Work required:
Quote every line of the material beneath this one.

# start of Supplied material

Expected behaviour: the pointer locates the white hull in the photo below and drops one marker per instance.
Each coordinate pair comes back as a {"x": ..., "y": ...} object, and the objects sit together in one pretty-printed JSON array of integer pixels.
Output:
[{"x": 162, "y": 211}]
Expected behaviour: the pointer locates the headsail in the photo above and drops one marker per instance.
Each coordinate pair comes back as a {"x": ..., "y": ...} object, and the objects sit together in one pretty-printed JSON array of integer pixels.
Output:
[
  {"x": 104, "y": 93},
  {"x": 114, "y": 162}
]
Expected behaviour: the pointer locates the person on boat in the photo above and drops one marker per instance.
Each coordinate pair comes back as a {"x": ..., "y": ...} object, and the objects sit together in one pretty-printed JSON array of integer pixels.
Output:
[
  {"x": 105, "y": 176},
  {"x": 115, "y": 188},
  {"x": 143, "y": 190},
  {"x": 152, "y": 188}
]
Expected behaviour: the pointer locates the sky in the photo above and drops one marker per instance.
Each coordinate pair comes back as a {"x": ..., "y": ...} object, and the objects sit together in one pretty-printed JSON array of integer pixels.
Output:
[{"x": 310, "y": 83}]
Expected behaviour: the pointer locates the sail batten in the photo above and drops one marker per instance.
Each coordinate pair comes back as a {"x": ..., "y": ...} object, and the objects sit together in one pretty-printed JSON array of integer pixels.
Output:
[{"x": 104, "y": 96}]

# end of Supplied material

Result for this task:
Expected behaviour: the pointer locates the white hull in the photo below and drops one marker per instance.
Each coordinate pair comes back as a {"x": ..., "y": ...} object, and the objects sit together in one pretty-printed JSON array of integer pixels.
Output:
[{"x": 162, "y": 211}]
Expected behaviour: the pointer locates the headsail in the photo above and drops one marker per instance.
Each coordinate pair comes back as a {"x": ..., "y": ...} object, and the objects sit together in one pretty-printed JSON array of integer pixels.
Output:
[
  {"x": 104, "y": 93},
  {"x": 114, "y": 162}
]
Expected behaviour: the pointer locates the person on boat in the photo above and drops one marker per instance.
Each coordinate pair comes back as a {"x": ..., "y": ...} object, and the objects sit together in one pretty-printed JSON array of integer pixels.
Output:
[
  {"x": 105, "y": 176},
  {"x": 115, "y": 188},
  {"x": 143, "y": 190},
  {"x": 152, "y": 188}
]
Expected behaviour: the pointer locates the sky in the photo above and drops one marker per instance.
Each coordinate pair comes back as a {"x": ..., "y": ...} object, and the objects sit together in one pretty-printed JSON array of integer pixels.
Output:
[{"x": 310, "y": 83}]
Expected behaviour: the pointer locates the sail batten in the photo above and drops one marker per instance.
Each coordinate pair comes back as a {"x": ..., "y": ...} object, and the objects sit together in one pretty-printed JSON array of integer pixels.
Output:
[{"x": 104, "y": 96}]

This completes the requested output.